Problem set –
**a)** Rewrite the paragraph starting "Firstly, take 6 is totally irrelevant here" from the Haskell question below in a single shorter sentence that keeps its main facts.
**b)** Using the Haskell question below, answer each question in one line:
(i) In the first example, which variable changes fastest?
(ii) What are the parentheses in (i, j) part of?
(iii) What does the comma between the two generators mean, stated precisely?

Selected text –

+++

List comprehension using take

76 views Asked by At

I am having trouble understanding they way the next two lines of code work.

ghci> take 6 [[(i,j) | i<-[2,4]] | j<-[1,3,5]]
[[(2,1),(4,1)],[(2,3),(4,3)],[(2,5),(4,5)]]

ghci> take 6 [[(i,j)] | i<-[2,4], j<-[1,3,5]]
[[(2,1)],[(2,3)],[(2,5)],[(4,1)],[(4,3)],[(4,5)]]

I understand what take does but i dont understand the difference between the two lines and the order of the iterration and what the paranthesis do for the code. I am new at Haskell sorry if my question is easy.

2

There are 2 answers

1
willeM_ Van Onsem On

The difference is not in the take, the difference is the list comprehension. The first one has two list comprehensions, with j <- [1,3,5] the outer list comprehension:

--      vvvvvvvvvvvvvvvvvv inner list comprehension
take 6 [[(i,j) | i<-[2,4]] | j<-[1,3,5]]

whereas the latter has one list comprehension, since j <- [1,3,5] is the second "generator" in the list comprehsnion, that is the "inner" generator.

This thus means that in the first one, the i is the fastest changing variable, and j only changes after i is fully exhausted, whereas for the second one, it is the opposite way.

If we thus would convert it to some generator syntax in Python, it would look like:

# first example
def inner(j):
    for i in [2,4]:
        yield (i, j)

for j in [1,3,5]:
    yield inner(j)

# second example
for i in [2,4]:
    for j in [1,3,5]:
        yield [(i, j)]

so this means the order how the same elements are generated changes.

0
Ben On

Firstly, take 6 is totally irrelevant here. Neither of your list comprehensions evaluates to a list with more than 6 elements, so you're just getting the whole list in either case.

Your second example is structurally simpler, so I'm going to walk you through it first:

[[(i,j)] | i<-[2,4], j<-[1,3,5]]

Translating the pieces of this into English descriptions goes something like this:

  1. [ <expr> | ... ] means "A list of all possible elements of the form <expr>"
    • the ... part has to define the variables that are used in <expr> and what possibilities they can range over for this to be meaningful, of course
  2. In this case the <expr> is [(i, j)]; that is a list containing one element, where that element is a tuple/pair, and the 2 members of that pair are i and j. The parentheses in (i, j) are part of the tuple syntax, they have nothing to do with the list comprehension
  3. i <- [2, 4] means "where i is an element of the list [2, 4]
  4. j <- [1, 3, 5] means "where j is an element of the list [1, 3, 5]"
  5. The , between the i <- ... and j <- ... parts might simply translated "and", but more precisely it means that every possibility of the generator on the left will be paired with every possibility of the generator on the right.

So putting the whole thing together it's:

A list of all possible elements of the form [(i, j)], where i is an element of the list [2, 4] and where j is an element of the list [1, 3, 5].

+++

Data records –
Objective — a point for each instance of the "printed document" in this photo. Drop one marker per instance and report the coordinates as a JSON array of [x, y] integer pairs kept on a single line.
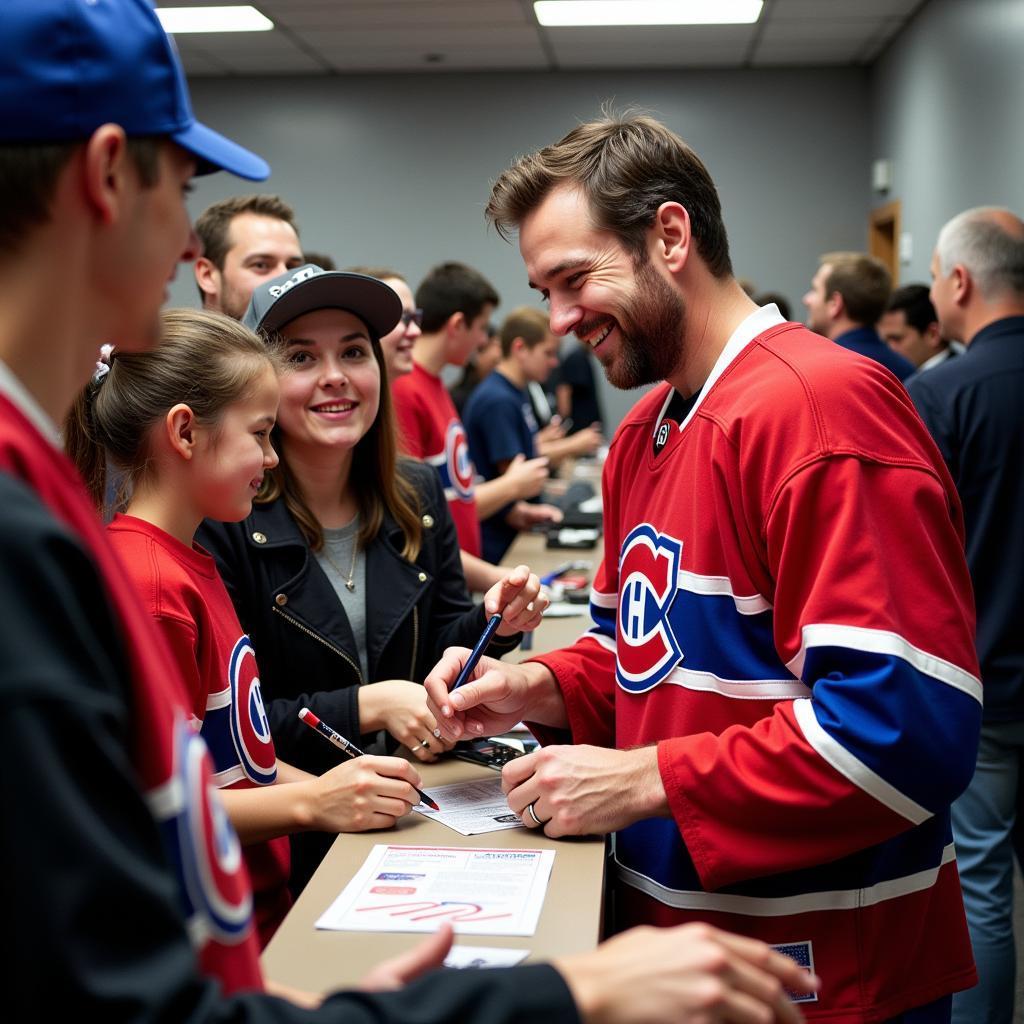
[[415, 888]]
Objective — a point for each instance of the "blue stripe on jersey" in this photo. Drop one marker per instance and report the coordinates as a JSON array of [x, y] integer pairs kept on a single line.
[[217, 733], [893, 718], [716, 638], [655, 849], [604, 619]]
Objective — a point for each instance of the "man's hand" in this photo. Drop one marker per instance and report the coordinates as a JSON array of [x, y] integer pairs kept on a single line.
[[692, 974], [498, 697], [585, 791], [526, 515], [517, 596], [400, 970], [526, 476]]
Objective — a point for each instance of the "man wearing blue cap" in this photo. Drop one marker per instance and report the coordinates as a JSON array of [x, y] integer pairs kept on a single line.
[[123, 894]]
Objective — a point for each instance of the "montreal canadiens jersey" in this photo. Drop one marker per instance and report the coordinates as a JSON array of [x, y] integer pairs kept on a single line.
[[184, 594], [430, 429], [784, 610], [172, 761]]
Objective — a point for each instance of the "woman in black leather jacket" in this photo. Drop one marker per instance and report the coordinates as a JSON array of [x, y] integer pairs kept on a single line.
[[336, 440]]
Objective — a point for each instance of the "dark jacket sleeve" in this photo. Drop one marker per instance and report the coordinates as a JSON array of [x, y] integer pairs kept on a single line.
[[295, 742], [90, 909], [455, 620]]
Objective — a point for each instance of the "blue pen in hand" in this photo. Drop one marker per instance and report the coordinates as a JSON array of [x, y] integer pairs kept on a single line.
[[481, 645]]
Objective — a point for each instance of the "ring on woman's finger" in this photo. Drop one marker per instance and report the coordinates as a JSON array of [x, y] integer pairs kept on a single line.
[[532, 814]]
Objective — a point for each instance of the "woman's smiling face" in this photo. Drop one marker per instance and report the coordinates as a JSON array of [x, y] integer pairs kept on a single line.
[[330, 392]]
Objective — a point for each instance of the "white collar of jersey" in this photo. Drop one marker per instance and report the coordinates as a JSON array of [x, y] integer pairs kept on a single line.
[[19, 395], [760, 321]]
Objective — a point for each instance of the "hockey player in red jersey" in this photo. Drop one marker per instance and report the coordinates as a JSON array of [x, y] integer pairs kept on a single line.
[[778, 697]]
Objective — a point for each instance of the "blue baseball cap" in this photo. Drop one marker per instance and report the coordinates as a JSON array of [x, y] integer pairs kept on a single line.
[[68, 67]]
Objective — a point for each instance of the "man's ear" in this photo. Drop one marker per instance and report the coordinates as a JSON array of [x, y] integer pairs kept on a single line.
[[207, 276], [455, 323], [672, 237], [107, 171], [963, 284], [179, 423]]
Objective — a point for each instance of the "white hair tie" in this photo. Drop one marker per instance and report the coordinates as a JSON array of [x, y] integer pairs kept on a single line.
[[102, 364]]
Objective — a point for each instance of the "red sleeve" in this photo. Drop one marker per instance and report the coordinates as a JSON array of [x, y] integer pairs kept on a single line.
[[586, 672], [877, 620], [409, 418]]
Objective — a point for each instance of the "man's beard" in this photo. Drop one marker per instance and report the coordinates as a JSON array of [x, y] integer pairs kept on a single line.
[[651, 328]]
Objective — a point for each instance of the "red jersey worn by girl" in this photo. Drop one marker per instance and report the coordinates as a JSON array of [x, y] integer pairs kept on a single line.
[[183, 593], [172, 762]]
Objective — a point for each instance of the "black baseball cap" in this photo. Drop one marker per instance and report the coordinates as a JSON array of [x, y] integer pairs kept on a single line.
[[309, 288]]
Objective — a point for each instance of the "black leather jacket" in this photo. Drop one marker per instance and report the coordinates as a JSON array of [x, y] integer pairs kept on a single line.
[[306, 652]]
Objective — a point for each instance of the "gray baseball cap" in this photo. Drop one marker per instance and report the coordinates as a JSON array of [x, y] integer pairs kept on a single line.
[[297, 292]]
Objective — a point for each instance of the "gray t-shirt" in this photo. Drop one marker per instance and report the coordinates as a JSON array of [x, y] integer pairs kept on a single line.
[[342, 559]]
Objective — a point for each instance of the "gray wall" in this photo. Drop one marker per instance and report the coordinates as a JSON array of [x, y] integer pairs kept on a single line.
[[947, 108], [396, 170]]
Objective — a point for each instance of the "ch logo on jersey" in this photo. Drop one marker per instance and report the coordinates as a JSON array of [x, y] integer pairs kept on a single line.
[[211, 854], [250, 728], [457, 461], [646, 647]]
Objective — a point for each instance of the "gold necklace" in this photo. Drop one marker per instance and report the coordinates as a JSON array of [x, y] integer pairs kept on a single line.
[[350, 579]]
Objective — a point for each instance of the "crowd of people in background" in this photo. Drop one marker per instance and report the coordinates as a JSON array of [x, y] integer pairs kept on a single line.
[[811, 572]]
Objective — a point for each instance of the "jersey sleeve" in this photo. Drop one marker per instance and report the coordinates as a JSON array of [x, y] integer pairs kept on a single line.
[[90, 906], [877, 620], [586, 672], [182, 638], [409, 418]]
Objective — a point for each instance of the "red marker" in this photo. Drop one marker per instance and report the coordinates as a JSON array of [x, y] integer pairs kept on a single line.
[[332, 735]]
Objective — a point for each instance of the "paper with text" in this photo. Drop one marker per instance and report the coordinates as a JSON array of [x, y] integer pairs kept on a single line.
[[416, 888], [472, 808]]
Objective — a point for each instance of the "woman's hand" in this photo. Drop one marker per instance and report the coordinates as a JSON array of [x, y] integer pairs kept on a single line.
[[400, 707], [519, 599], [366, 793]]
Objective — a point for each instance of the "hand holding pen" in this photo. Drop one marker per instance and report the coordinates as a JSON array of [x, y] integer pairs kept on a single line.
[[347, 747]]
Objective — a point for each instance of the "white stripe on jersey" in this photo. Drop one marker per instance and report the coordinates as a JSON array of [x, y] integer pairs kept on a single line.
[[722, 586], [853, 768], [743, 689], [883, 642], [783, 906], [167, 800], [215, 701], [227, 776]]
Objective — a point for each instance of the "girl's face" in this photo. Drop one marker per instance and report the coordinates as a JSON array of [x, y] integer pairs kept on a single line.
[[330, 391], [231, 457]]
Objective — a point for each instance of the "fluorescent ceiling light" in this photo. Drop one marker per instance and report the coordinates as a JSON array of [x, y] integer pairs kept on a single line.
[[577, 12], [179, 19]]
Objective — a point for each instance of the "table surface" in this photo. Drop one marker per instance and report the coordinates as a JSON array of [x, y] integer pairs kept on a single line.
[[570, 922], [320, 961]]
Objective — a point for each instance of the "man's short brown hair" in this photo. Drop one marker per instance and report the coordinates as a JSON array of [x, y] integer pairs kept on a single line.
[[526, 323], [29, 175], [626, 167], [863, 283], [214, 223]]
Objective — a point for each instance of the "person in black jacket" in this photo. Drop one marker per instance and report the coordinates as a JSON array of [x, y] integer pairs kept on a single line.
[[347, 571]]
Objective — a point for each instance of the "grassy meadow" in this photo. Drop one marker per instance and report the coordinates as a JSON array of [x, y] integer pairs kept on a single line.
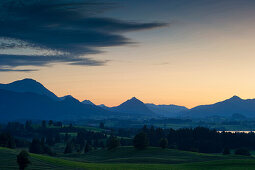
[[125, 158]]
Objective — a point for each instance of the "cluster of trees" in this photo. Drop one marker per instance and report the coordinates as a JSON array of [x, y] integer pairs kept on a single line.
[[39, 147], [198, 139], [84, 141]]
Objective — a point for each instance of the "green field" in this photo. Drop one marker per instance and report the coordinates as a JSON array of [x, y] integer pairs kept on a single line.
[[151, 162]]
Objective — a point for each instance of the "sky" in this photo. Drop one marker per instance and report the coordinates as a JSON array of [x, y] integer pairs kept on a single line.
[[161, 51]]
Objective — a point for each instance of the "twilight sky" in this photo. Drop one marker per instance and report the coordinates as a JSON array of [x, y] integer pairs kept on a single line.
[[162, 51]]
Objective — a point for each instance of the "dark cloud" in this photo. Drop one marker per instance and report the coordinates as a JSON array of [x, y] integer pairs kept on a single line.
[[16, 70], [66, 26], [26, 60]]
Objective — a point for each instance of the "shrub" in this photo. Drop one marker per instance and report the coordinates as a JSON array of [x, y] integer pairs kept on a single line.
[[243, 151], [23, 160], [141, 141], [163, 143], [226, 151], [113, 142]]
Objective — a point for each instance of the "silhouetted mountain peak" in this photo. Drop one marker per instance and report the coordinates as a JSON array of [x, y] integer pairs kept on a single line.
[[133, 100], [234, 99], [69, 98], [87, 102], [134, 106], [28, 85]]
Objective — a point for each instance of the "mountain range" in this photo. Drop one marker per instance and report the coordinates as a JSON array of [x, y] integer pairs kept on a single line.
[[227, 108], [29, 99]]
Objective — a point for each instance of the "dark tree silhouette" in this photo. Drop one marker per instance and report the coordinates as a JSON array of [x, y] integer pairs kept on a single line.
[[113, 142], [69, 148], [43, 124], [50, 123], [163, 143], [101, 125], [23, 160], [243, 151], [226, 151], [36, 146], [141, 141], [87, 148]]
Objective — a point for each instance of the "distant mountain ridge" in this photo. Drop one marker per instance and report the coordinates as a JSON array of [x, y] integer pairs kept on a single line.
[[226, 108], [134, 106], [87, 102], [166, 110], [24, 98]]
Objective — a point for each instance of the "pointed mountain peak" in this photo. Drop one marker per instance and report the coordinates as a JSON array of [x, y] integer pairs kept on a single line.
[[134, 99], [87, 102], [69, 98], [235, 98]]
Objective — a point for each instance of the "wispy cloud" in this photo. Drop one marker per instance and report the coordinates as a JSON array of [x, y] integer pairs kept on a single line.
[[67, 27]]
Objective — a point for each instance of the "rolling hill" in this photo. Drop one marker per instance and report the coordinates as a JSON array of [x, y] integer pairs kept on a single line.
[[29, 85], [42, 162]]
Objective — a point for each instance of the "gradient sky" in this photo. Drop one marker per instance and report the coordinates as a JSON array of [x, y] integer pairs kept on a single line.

+++

Answers –
**a)** take 6 has no effect because neither list comprehension yields more than 6 elements, so both return their full lists.

**b)**
(i) i changes fastest. j changes only after i is fully exhausted.
(ii) They are part of the tuple syntax and have nothing to do with the list comprehension.
(iii) Every possibility of the generator on the left is paired with every possibility of the generator on the right.